Stored data entries:
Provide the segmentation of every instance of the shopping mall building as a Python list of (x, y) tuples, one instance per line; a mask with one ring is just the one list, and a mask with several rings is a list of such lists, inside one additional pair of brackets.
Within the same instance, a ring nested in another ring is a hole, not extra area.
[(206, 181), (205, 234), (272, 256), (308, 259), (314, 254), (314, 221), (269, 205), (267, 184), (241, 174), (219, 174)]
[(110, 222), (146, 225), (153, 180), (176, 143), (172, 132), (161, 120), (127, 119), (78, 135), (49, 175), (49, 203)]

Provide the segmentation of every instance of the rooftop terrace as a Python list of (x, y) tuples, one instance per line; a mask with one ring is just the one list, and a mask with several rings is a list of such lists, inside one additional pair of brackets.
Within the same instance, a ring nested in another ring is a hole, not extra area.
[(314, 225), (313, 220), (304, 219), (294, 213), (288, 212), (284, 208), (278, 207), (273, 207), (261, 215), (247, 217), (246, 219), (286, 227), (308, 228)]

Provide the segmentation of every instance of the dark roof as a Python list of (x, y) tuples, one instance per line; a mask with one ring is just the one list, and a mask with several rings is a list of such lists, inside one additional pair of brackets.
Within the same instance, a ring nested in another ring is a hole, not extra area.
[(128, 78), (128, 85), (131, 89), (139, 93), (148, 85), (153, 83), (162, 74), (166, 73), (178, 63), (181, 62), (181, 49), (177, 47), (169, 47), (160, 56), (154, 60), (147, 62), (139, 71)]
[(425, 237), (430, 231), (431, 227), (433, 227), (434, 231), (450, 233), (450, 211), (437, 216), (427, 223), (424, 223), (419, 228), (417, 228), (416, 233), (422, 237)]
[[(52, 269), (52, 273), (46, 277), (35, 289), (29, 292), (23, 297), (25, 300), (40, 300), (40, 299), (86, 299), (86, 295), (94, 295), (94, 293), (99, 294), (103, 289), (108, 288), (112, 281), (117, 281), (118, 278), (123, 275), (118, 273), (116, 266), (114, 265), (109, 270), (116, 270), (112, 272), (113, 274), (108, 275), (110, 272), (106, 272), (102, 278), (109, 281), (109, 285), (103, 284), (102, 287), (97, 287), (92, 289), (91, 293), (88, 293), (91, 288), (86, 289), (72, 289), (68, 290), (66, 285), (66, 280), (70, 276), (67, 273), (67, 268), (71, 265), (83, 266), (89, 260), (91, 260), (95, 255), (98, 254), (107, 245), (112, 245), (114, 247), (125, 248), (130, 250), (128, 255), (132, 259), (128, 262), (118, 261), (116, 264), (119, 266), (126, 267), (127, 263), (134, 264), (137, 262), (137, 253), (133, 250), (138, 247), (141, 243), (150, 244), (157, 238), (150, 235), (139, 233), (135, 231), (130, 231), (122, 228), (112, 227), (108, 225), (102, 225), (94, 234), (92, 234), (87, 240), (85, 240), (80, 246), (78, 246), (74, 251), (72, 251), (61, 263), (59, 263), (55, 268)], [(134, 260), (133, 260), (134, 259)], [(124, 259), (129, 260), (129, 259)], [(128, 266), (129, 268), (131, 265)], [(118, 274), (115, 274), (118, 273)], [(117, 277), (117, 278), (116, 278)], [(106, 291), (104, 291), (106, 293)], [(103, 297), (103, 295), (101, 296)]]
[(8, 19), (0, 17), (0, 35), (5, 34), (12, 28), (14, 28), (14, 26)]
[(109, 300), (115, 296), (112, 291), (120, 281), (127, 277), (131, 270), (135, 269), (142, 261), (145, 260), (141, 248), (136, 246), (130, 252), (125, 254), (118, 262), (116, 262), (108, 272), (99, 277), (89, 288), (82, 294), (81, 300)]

What is needed> Report the number of lines, in the entries above, that contain the word "list", without any other text.

Result of the exercise> 3